[About this exercise] From top to bottom, restate the entries below word for word.

[Start of Attachment]

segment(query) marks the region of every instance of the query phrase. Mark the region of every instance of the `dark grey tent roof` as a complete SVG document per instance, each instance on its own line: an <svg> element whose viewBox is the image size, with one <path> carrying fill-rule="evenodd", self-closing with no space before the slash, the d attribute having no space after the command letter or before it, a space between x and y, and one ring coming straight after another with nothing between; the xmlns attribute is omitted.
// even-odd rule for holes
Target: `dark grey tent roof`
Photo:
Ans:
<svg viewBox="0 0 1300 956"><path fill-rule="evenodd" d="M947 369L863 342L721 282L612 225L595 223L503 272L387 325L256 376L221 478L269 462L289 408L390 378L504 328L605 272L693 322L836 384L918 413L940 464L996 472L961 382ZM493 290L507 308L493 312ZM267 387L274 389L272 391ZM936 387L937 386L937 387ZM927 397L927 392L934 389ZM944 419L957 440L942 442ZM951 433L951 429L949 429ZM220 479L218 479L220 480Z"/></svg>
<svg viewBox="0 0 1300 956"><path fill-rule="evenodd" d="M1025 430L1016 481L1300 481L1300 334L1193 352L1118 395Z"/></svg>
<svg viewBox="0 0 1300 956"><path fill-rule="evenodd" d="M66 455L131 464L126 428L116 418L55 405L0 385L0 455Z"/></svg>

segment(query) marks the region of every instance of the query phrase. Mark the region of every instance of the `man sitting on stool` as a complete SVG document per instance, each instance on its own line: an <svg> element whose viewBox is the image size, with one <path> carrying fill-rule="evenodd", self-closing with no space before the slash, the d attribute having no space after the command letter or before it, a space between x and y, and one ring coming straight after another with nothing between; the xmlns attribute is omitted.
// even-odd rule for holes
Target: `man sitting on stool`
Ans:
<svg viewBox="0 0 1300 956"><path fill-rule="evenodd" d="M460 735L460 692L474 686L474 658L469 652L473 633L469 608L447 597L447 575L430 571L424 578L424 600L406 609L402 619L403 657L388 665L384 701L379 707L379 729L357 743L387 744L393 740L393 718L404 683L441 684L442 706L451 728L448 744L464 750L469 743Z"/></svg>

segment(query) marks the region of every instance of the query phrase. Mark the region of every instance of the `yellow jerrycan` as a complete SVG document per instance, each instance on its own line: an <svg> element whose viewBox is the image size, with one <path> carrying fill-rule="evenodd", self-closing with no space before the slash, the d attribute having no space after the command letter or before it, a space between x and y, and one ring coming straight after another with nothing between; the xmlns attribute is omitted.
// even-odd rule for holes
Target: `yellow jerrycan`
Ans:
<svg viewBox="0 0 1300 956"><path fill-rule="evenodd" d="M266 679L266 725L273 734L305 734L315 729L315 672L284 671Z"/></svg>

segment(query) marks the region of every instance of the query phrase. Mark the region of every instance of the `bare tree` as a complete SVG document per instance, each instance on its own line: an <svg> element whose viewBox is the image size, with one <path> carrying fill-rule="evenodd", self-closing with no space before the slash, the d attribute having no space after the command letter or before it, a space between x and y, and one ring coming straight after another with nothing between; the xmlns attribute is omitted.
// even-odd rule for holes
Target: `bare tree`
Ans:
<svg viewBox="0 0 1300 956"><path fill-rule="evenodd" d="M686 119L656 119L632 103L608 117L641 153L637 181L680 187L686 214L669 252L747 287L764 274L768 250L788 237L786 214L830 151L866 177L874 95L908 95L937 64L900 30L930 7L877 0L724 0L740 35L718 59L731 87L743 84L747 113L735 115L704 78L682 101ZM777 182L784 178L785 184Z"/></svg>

[End of Attachment]

[Expected answer]
segment(query) marks the region of every instance of the query phrase. Mark the region of every instance of the `dark grey tent roof` as a complete SVG document per instance, each instance on its own line: an <svg> element whose viewBox is the image size, with one <path> carrying fill-rule="evenodd", self-closing with no space before the slash, the d attribute having no space after the command letter or before it, a space between x and y, and one ring coming straight after another with nothing between; the xmlns attribute is omitted.
// even-odd rule for holes
Target: `dark grey tent roof`
Photo:
Ans:
<svg viewBox="0 0 1300 956"><path fill-rule="evenodd" d="M947 369L863 342L721 282L612 225L595 223L503 272L387 325L256 376L221 478L269 462L289 408L390 378L504 328L605 272L693 322L836 384L918 413L940 464L996 472L961 382ZM493 290L507 308L493 312ZM267 387L274 389L272 391ZM936 387L937 386L937 387ZM927 397L927 392L934 389ZM944 419L957 440L942 442ZM951 433L951 429L949 429ZM220 479L218 479L220 480Z"/></svg>
<svg viewBox="0 0 1300 956"><path fill-rule="evenodd" d="M1025 430L1016 481L1300 481L1300 334L1193 352L1118 395Z"/></svg>
<svg viewBox="0 0 1300 956"><path fill-rule="evenodd" d="M66 455L131 464L126 428L116 418L55 405L0 385L0 455Z"/></svg>

segment(query) marks the region of every instance of the query phrase. Mark the region of every instance of the `man sitting on stool` as a complete SVG document per instance, each instance on its own line: an <svg> element whose viewBox is the image size, with one <path> carrying fill-rule="evenodd", self-closing with no space before the slash, the d attribute having no space after the command letter or before it, a space between x and y, and one ring coming straight after another with nothing between; the xmlns attribute is omitted.
// even-odd rule for holes
Target: `man sitting on stool`
Ans:
<svg viewBox="0 0 1300 956"><path fill-rule="evenodd" d="M460 735L460 692L474 686L474 658L469 652L473 633L469 608L447 597L447 575L430 571L424 578L424 600L406 609L402 619L403 657L388 665L384 701L379 707L379 729L357 743L387 744L393 740L393 718L404 683L441 684L442 706L451 728L448 744L464 750L469 743Z"/></svg>

segment(query) marks the region of every instance of the query phrase. Mark the region of every instance of the `yellow jerrycan` as a complete SVG document per instance, each instance on its own line: an <svg> element whose viewBox is the image size, with one <path> carrying fill-rule="evenodd", self-closing with no space before the slash, the d attribute having no space after the command letter or before it, a space between x and y, and one ring coming straight after another with nothing between; the xmlns attribute is omitted.
// even-odd rule for holes
Target: `yellow jerrycan`
Ans:
<svg viewBox="0 0 1300 956"><path fill-rule="evenodd" d="M266 679L266 725L273 734L305 734L315 729L315 672L284 671Z"/></svg>

segment(query) marks the region of every instance of the query phrase. Mark the region of every instance of the `bare tree` as a complete SVG document per instance, each instance on its own line: an <svg> element whose viewBox is the image size, with one <path> carrying fill-rule="evenodd", self-closing with no space before the slash, the d attribute having no space after the command letter or before it, a space between x and y, and one ring coming straight after another with nothing between; the xmlns attribute is omitted.
// even-odd rule for holes
Target: `bare tree`
Ans:
<svg viewBox="0 0 1300 956"><path fill-rule="evenodd" d="M686 119L656 119L632 103L608 117L641 153L637 181L680 187L686 214L669 252L747 287L764 274L768 250L788 237L786 214L830 151L866 177L874 95L908 95L937 64L900 30L930 7L877 0L724 0L740 35L718 59L731 87L743 84L747 113L735 115L704 78L682 101ZM777 182L784 178L785 184Z"/></svg>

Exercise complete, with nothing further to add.